— ZU LESENDER AUSZUG —
Das Publikum muss nicht immer zur Kunst kommen. Es geht auch andersherum: Das Kultursekretariat NRW Gütersloh - ein seit 1980 bestehender Zusammenschluss von Städten und Gemeinden Nordrhein-Westfalens, des Landschaftsverbandes Westfalen-Lippe sowie des Landesverbandes Lippe - bringt Kunst mit dem Projekt Stadtbesetzung auf offene Straßen, unmittelbar hin zu den Menschen.

Im Rahmen des Projekts wird von April bis Oktober 2017 bereits zum zweiten Mal Urban Art in 15 Städte Nordrhein-Westfalens getragen – dabei stets im Vordergrund: das Thema "Körperkunst". Bereichert wird das Förderprojekt des Kultursekretariats Gütersloh in diesem Jahr um "Künstler-WGs" in Ruhrgebietsstädten, die KünstlerInnen aus der Region und dem Ausland zwei Monate lang Wohnraum und Arbeitsbasis bieten. Ein Fokus liegt dabei auf der Vernetzung und Zusammenarbeit mit ortsansässigen Kreativen, um gemeinsam ortsspezifisch künstlerische Impulse in der jeweiligen Stadt zu bewirken. Mit den "Künstler-WGs" wird gezielt eine individuelle Förderung außerhalb der Metropolstädte im urban-ländlichen Raum erprobt.

 

Termine 2017, auch auf Facebook

 

Unna

Am 30. September ist das Projekt "Just Add People" in Unna zu Gast und wird im Rahmen des Festes „bUNt international“ zum Spielen einladen. "Just Add People" ist kein Bühnenstück. Was passiert, ist völlig offen und wird von den Mitspielern bestimmt.

— GEGEBENE AUFGABE —
Setze den Text über das Kunstprojekt Stadtbesetzung im Anschluss an seinen letzten Satz fort. Die Einträge spielen hierfür keine Rolle.

[Gespeicherte Dateneinträge]

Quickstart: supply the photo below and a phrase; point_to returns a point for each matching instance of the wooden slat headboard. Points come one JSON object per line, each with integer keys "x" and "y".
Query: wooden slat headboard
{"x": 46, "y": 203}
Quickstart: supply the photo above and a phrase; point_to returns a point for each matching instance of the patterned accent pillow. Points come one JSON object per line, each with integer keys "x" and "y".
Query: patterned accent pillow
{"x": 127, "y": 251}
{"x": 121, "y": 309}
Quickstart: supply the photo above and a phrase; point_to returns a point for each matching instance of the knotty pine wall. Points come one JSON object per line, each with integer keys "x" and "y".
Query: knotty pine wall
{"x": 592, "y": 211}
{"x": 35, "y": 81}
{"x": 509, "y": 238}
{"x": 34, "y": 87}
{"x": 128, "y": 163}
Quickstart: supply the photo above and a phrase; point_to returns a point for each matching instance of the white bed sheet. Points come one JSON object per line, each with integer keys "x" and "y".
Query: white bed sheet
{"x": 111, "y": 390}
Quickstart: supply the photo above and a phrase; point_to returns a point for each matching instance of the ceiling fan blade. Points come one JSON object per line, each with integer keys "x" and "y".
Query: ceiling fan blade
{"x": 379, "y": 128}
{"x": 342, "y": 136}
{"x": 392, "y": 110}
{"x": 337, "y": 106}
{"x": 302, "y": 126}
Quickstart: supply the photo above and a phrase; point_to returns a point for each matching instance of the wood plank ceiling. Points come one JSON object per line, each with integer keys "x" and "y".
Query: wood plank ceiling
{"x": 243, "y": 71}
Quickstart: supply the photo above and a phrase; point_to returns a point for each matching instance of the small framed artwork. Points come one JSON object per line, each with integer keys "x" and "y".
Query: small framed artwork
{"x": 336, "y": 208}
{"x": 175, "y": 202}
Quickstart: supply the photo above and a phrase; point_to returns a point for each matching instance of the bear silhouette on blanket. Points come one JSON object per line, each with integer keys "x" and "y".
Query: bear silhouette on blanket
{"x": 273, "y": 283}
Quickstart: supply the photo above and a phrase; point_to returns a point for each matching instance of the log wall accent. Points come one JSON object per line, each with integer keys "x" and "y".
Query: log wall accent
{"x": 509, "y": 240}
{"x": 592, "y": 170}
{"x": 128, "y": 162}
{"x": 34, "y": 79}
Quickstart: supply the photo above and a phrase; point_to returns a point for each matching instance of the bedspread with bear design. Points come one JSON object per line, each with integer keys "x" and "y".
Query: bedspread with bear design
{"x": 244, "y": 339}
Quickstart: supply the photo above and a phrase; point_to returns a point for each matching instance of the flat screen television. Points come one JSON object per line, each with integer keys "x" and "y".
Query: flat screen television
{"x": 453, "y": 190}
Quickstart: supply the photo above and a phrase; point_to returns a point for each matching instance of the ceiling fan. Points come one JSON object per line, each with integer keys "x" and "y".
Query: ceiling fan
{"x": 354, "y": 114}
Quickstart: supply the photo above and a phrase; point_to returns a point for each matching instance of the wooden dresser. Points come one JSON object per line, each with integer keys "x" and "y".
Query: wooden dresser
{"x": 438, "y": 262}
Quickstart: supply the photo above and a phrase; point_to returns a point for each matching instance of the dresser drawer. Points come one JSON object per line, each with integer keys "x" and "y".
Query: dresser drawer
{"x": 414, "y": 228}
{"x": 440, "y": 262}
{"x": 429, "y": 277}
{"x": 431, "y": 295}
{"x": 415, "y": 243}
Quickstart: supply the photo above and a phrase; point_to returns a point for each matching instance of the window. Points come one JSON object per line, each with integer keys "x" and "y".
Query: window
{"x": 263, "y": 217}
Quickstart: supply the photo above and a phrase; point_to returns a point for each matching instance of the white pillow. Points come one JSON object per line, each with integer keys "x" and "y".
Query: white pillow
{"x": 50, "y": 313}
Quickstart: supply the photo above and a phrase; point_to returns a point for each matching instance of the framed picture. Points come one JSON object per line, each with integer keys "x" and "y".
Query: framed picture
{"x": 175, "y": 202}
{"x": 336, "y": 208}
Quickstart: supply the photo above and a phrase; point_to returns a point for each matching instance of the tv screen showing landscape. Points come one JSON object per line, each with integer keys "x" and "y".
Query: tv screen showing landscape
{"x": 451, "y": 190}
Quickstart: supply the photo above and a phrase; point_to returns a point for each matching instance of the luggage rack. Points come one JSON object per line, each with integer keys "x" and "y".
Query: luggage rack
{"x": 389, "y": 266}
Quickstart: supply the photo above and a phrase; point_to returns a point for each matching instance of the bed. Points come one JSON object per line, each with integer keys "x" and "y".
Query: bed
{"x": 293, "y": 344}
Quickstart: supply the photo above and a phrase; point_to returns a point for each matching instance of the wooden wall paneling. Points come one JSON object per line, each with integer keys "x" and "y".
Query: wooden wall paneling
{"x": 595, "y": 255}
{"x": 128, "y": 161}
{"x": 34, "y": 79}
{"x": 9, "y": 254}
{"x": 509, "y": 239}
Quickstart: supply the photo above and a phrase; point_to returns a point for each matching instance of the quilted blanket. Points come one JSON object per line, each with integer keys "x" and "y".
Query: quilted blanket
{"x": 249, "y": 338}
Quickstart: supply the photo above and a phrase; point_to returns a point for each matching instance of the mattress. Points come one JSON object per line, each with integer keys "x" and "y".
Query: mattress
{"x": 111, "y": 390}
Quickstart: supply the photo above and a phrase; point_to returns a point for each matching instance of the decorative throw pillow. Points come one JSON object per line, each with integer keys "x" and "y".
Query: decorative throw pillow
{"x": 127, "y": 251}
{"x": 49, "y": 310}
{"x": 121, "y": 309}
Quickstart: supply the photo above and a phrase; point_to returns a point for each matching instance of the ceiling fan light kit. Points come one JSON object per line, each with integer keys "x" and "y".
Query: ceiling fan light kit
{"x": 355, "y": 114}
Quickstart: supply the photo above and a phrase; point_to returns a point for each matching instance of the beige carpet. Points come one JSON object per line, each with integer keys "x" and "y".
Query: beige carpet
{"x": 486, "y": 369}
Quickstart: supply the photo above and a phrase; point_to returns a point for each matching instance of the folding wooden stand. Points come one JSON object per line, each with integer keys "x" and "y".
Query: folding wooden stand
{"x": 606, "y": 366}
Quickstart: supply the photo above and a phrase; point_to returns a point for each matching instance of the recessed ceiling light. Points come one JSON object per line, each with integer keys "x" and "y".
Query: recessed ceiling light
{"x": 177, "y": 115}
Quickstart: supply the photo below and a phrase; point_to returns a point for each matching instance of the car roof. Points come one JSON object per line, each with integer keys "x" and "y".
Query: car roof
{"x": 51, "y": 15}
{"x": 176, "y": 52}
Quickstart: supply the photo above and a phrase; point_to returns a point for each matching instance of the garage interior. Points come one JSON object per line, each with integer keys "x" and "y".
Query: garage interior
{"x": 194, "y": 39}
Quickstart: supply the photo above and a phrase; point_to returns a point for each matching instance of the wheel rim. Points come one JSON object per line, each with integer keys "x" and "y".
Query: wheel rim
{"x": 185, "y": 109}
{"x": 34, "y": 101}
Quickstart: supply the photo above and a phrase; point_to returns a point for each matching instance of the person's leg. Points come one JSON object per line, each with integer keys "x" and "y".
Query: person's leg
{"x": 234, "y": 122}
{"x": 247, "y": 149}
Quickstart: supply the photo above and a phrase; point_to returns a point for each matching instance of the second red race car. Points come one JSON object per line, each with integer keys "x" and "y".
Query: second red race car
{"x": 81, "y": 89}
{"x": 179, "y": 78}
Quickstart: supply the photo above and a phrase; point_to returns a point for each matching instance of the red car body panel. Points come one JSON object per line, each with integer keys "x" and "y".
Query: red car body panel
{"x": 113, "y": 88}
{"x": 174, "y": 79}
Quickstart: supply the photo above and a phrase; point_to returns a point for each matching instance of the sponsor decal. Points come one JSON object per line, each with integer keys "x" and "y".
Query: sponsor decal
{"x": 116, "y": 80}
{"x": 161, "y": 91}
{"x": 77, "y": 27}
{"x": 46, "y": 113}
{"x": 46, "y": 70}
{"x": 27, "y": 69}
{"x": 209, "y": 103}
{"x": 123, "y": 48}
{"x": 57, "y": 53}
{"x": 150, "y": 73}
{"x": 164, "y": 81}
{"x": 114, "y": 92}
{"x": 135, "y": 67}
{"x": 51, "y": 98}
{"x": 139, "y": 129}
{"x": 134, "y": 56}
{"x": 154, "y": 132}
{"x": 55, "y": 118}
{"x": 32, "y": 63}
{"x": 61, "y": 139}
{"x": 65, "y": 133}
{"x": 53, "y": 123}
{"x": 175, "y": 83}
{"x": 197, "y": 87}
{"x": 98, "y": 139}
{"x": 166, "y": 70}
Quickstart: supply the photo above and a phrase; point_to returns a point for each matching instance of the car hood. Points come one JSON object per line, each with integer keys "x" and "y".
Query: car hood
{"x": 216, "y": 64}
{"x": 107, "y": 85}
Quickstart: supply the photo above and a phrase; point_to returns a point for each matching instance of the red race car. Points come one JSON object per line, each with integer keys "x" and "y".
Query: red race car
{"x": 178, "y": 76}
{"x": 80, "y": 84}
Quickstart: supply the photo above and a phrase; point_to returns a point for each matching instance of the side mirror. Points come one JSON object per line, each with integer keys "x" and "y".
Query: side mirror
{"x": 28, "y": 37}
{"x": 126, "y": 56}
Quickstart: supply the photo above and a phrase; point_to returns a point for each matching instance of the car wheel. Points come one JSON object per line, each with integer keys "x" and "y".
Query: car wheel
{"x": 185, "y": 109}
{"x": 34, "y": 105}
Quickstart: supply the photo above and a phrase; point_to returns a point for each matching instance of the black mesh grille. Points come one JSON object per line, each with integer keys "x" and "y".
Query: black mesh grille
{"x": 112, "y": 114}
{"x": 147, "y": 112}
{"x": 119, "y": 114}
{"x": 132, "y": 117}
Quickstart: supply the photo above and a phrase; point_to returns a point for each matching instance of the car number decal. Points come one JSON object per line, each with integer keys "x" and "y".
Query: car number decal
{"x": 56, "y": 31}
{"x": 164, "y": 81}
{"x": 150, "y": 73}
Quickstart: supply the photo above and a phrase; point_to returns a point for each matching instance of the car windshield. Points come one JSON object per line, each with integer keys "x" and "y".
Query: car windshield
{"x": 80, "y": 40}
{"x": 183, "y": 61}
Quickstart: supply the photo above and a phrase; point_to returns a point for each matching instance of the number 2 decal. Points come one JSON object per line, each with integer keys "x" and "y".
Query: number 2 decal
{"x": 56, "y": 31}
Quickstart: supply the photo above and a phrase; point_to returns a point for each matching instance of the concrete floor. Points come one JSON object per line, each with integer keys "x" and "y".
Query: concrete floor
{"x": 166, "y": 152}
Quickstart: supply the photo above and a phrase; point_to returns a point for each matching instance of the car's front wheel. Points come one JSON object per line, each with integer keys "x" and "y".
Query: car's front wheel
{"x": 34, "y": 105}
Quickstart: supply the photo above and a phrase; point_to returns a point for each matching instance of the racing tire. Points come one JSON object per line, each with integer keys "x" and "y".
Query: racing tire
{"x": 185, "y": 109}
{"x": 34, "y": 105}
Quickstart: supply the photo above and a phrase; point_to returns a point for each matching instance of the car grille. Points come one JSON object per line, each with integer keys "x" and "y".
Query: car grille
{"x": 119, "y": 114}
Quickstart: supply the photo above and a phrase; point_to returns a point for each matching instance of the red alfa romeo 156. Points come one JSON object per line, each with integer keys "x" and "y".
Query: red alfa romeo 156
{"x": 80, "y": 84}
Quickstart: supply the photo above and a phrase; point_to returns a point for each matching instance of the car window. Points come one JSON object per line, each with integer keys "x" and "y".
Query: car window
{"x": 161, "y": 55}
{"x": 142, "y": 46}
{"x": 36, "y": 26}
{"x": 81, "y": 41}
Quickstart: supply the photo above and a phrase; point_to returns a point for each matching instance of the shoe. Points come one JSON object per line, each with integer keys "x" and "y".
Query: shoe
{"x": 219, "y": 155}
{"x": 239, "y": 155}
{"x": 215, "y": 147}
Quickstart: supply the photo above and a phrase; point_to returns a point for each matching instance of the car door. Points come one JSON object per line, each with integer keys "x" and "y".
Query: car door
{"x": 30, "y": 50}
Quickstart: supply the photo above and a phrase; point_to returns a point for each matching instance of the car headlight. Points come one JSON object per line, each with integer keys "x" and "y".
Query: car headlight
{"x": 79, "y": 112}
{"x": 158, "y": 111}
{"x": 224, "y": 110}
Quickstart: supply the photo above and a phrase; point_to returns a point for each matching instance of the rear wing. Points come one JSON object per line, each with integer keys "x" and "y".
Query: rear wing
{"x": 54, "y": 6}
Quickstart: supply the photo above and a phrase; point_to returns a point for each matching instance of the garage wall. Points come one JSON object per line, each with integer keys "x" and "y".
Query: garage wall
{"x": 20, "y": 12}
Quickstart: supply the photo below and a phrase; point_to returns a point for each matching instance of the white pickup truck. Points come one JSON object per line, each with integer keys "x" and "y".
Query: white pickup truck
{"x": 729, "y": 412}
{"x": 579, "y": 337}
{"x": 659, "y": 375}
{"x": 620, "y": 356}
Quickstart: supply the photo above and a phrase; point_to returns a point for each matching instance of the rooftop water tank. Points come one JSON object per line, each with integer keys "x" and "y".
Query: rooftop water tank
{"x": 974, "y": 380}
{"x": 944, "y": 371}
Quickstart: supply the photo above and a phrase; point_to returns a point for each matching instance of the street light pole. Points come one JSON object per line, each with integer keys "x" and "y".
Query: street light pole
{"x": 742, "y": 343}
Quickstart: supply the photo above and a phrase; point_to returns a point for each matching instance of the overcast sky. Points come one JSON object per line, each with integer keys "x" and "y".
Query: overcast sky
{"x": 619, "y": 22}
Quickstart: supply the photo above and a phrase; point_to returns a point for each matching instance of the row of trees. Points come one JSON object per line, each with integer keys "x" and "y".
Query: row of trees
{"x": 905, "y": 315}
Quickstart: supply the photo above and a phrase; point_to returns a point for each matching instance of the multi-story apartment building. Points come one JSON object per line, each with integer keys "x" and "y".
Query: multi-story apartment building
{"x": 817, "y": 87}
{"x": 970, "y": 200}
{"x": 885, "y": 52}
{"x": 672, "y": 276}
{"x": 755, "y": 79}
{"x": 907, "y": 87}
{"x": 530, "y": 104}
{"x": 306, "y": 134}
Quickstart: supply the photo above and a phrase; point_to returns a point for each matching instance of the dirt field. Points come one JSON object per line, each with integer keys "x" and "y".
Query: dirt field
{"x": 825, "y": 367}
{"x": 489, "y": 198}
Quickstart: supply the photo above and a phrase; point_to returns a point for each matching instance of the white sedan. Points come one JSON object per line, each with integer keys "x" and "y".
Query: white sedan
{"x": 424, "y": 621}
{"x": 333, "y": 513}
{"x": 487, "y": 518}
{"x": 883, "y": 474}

— LÖSUNG DER AUFGABE —
Lünen

Die Halle eines ehemaligen Stahlhandels wird zum Künstler-Treffpunkt: Gemeinsam experimentieren sie Künstler Markus Wengrzik, Simone Prothmann und Siegfried Krüger und laden Besucher ein, die künstlerische Forschungsarbeit zu entdecken. Die Künstler Markus Wengrzik, Simone Prothmann und Siegfried Krüger besetzen von Samstag, 9. September, bis Sonntag, 10. September, für 24 Stunden die Halle eines ehemaligen Stahlhandels in Lünen. Als temporäre Künstler-WG schaffen sie eine Laborsituation, in die sie auch andere Künstler zu gemeinsamem experimentellem Forschen einladen. Dabei sind die Gastkünstler Bernd Stähler (Rockaway Beat, Dortmund), Jeroen Huisman (Arnhem, NL), Holger Wille (Lünen) und Daniel Stendera (Lünen). Klangbilder und Rauminszenierungen als Resultate oder Schritte im Prozess erwachsen aus dieser besonderen Kunst- und Raumkonstellation. Am Sonntag, 10. September, wird die besetzte Zone zum öffentlichen Raum – Besucher werden zu Augen- und Ohrenzeugen der künstlerischen Forschungsarbeit.

 

Herten

  • KUNST besetzt STADT (Teil 1): 29. September 9 bis 13 Uhr: Aktionen der beteiligten Künstler am Marktplatz an der Antoniuskirche
  • KUNST besetzt STADT (Teil 2): 30. September von 14 bis 19 Uhr: Aktionen der beteiligten Künstler
  • 22. und 29. September von 9 bis 13 Uhr: Klara Adam mit "SO NICHT!" auf dem Hertener Wochenmarkt
  • 8., 15., 22. und 29. September von 9 bis 13 Uhr: Markus Zimmermann mit SUPERFILIALE auf dem Markt in Herten

Rückblick Herten

Der bunte Rauch hat sich in Luft aufgelöst, die Fetzen zertrümmerter Kunststofftörtchen sind weggefegt. Der Kunst-Monat September in Herten ist Geschichte. „Eine richtig gute Geschichte“, wie Wolfgang Seidel, Rainer Lange und Gregor Spohr von der Initiative STADT.KUNST finden. Gemeinsam haben sie vier Künstlerinnen und Künstler aus Berlin für den einen Monat nach Herten geholt. „KUNST besetzt STADT“ hieß die Aktion. „Watt is datt?“, fragte ein älterer Mann an einem Freitag auf dem Wochenmarkt. Kunst, bekommt er zur Antwort. Kunst, die nicht bleiben will, sich nicht käuflich macht.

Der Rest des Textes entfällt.